• **Extracted information**
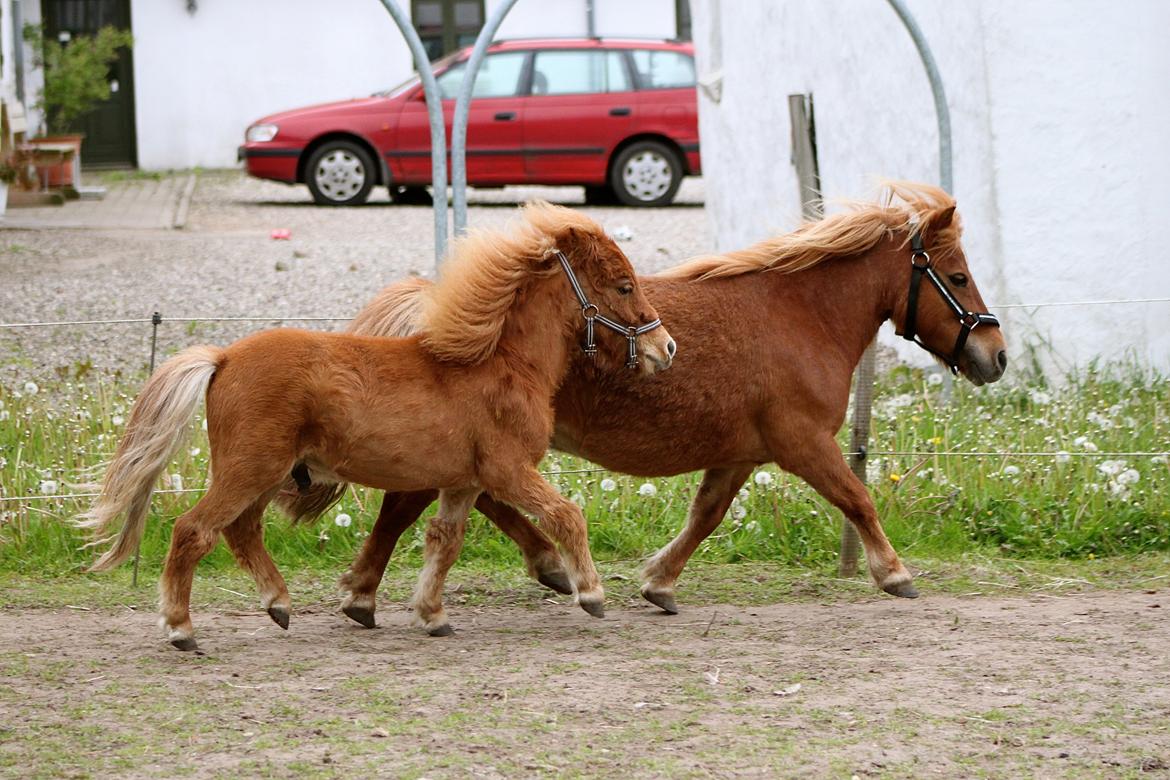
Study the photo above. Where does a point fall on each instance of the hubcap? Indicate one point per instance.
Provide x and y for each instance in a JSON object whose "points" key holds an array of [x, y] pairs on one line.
{"points": [[647, 175], [339, 175]]}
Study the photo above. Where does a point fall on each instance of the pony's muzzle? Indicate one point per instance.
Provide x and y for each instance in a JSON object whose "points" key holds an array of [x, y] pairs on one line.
{"points": [[658, 349]]}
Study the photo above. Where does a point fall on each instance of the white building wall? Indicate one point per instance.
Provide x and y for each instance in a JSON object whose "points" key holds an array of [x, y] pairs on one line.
{"points": [[201, 78], [1059, 114]]}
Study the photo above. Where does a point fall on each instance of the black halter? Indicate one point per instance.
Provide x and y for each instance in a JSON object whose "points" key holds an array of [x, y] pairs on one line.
{"points": [[591, 313], [968, 319]]}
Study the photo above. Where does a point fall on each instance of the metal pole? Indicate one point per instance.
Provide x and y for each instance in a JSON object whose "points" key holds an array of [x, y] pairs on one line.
{"points": [[945, 177], [438, 133], [155, 322], [462, 110]]}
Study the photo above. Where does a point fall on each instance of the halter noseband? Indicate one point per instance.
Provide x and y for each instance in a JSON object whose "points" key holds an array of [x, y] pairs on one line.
{"points": [[591, 313], [968, 319]]}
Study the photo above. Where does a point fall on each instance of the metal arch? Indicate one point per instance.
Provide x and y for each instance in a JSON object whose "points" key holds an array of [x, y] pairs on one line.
{"points": [[945, 177], [438, 132], [462, 110]]}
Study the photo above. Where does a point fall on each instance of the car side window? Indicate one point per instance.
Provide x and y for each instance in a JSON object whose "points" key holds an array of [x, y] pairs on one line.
{"points": [[499, 76], [569, 71], [663, 69]]}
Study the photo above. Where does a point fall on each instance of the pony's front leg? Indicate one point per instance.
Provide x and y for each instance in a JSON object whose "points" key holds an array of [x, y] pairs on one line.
{"points": [[399, 511], [821, 466], [707, 511], [445, 539], [563, 520], [541, 556]]}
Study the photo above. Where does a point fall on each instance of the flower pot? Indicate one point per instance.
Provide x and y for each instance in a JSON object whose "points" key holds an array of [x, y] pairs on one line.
{"points": [[66, 172]]}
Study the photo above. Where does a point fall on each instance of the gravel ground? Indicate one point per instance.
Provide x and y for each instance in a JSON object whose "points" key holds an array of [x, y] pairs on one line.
{"points": [[226, 264]]}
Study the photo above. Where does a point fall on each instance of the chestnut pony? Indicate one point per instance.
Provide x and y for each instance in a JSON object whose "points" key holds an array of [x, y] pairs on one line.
{"points": [[771, 336], [463, 407]]}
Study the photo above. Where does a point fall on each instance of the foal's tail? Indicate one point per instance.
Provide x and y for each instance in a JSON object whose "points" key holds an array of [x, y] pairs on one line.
{"points": [[396, 311], [158, 426]]}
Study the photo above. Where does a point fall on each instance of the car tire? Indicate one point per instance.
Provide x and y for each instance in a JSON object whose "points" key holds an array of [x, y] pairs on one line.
{"points": [[341, 173], [646, 173]]}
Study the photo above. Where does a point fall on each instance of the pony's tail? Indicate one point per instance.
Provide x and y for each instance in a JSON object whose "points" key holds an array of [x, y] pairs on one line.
{"points": [[158, 426], [396, 311]]}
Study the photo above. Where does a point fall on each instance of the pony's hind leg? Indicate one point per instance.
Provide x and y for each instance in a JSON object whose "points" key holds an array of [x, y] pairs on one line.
{"points": [[563, 520], [445, 539], [541, 556], [246, 538], [194, 535], [821, 466], [707, 511], [399, 511]]}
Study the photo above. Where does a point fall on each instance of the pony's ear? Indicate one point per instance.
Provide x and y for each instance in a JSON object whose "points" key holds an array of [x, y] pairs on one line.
{"points": [[944, 219]]}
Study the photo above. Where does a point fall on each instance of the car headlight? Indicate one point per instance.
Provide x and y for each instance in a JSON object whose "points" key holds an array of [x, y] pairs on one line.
{"points": [[260, 133]]}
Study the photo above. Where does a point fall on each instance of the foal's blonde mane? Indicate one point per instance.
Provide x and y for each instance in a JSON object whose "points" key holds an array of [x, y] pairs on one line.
{"points": [[465, 311], [904, 205]]}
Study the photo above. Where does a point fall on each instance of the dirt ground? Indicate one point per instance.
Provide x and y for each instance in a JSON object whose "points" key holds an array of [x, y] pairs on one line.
{"points": [[945, 685]]}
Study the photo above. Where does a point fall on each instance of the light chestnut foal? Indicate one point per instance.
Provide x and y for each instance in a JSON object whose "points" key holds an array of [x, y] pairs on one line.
{"points": [[461, 408]]}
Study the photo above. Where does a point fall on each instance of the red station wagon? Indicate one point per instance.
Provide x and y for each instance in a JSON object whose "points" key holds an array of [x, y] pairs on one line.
{"points": [[617, 116]]}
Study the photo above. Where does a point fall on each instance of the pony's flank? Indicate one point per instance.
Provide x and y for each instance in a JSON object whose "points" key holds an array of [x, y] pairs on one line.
{"points": [[906, 206], [465, 311]]}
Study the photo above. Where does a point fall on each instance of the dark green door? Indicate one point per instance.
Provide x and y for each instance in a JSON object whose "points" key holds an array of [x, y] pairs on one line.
{"points": [[109, 129]]}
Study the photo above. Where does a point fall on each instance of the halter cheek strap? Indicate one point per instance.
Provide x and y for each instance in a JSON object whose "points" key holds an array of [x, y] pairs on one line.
{"points": [[592, 315], [920, 268]]}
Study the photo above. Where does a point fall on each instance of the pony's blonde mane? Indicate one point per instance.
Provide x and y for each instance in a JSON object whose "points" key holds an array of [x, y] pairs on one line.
{"points": [[465, 311], [904, 206]]}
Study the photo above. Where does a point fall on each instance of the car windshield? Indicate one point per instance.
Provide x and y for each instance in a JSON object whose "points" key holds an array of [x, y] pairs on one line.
{"points": [[438, 67]]}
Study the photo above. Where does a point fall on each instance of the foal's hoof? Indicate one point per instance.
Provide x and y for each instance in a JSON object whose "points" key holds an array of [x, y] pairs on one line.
{"points": [[363, 615], [902, 589], [185, 643], [280, 615], [556, 581], [661, 599]]}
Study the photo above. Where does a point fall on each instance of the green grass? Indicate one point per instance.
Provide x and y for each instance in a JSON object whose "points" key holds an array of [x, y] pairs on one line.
{"points": [[933, 506]]}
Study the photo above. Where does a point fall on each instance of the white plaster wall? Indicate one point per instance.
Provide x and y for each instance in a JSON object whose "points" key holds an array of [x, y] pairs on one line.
{"points": [[1059, 114], [201, 78]]}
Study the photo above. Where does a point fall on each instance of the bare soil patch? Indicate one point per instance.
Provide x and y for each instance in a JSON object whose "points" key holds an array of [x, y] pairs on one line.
{"points": [[955, 687]]}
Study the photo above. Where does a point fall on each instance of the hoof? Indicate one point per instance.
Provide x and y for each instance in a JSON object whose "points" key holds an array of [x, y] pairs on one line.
{"points": [[360, 614], [556, 581], [280, 615], [661, 599], [185, 643], [903, 589]]}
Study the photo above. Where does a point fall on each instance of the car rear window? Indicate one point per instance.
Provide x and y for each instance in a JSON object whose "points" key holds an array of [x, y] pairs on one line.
{"points": [[499, 76], [663, 69], [575, 71]]}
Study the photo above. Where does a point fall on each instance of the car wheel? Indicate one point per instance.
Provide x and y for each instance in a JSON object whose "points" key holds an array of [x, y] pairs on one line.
{"points": [[341, 173], [646, 173]]}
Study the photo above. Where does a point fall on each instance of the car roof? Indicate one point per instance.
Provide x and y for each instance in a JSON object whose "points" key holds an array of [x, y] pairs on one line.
{"points": [[590, 43]]}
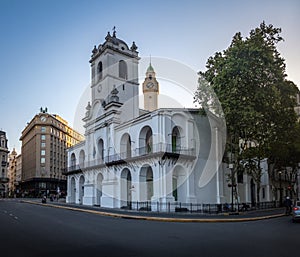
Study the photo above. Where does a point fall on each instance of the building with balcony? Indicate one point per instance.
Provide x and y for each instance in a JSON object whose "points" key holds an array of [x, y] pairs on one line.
{"points": [[12, 173], [4, 164], [44, 142], [132, 155]]}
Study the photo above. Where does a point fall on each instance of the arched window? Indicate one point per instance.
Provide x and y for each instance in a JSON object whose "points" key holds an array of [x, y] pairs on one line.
{"points": [[81, 159], [175, 140], [73, 160], [101, 150], [99, 70], [122, 69]]}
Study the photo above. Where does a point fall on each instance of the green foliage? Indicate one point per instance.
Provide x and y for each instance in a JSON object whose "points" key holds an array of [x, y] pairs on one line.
{"points": [[258, 101]]}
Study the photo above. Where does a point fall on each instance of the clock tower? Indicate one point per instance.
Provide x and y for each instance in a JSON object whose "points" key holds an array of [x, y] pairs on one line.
{"points": [[150, 90]]}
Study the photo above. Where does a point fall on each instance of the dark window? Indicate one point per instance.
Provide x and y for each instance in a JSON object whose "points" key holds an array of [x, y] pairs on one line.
{"points": [[122, 69], [99, 70]]}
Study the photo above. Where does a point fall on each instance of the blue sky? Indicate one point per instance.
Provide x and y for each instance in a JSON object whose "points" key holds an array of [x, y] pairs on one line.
{"points": [[46, 45]]}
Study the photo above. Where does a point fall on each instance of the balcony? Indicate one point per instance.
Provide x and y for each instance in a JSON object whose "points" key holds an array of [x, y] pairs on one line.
{"points": [[161, 150]]}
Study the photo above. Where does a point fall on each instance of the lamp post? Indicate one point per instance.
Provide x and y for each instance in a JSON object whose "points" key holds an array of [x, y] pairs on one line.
{"points": [[280, 189], [232, 182]]}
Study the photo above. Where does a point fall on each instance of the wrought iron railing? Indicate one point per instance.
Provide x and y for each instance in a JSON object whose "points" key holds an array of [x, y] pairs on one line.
{"points": [[198, 207], [145, 151]]}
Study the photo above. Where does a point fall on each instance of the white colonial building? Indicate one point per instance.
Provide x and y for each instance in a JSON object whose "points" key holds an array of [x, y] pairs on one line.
{"points": [[132, 155]]}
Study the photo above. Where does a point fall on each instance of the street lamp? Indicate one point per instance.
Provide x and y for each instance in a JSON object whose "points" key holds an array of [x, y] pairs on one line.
{"points": [[232, 182], [280, 189]]}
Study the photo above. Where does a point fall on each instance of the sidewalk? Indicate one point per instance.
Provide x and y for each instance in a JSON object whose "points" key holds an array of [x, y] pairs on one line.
{"points": [[163, 216]]}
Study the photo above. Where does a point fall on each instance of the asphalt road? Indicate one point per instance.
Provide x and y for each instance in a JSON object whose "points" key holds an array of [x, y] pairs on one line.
{"points": [[35, 230]]}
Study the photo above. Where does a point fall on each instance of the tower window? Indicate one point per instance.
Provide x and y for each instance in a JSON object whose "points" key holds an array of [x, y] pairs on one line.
{"points": [[99, 70], [122, 69]]}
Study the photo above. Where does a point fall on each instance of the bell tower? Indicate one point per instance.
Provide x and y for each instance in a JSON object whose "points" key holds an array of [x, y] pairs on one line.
{"points": [[150, 90], [114, 68]]}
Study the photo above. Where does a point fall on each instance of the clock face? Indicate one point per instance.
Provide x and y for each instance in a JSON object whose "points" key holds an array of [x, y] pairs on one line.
{"points": [[150, 85]]}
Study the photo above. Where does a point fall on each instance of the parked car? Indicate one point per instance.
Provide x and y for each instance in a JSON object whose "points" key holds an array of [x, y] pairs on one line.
{"points": [[296, 211]]}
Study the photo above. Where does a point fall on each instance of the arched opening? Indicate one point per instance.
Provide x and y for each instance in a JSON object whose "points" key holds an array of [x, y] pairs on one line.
{"points": [[176, 144], [99, 189], [179, 184], [99, 70], [81, 159], [73, 190], [73, 161], [125, 147], [146, 141], [81, 189], [126, 188], [100, 150], [146, 184], [122, 69]]}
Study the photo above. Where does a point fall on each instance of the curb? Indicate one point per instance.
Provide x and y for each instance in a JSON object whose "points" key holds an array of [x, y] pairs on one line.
{"points": [[151, 218]]}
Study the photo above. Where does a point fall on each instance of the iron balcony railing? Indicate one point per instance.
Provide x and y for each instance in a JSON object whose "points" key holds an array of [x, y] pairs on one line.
{"points": [[204, 208], [160, 149]]}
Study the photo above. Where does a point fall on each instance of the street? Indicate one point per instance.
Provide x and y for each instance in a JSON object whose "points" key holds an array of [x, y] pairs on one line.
{"points": [[34, 230]]}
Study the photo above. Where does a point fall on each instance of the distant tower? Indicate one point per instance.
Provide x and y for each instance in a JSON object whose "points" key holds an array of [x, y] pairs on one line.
{"points": [[4, 164], [150, 90]]}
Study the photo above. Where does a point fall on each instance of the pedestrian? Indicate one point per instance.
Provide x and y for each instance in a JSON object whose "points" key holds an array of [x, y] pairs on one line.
{"points": [[288, 205]]}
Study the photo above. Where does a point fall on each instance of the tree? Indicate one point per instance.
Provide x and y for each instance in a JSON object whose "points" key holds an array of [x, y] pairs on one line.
{"points": [[258, 101]]}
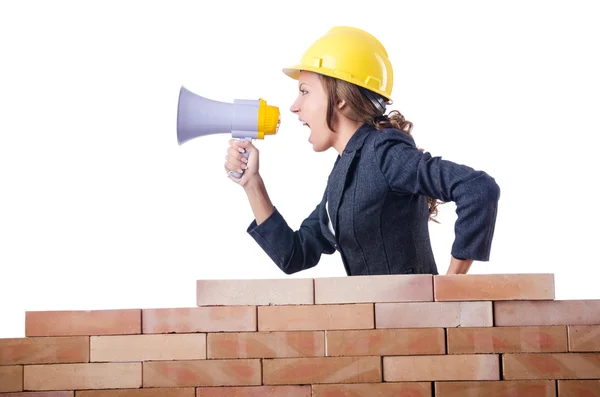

• **Written request**
Find every line in the material that contains the word "halter", and copy each one in full. Count only matches with the same upper- and lowercase letters.

• **Output below**
Study the photo above. Where does a point fall on each instance of the black halter? Indicate one point per instance.
Study the photo above. Where does a point fall on each instance of the halter noseband? Indicate one point per instance.
Study the photo above. Where does a point fall on each instance of the halter cheek strap? Indicate one point per instance.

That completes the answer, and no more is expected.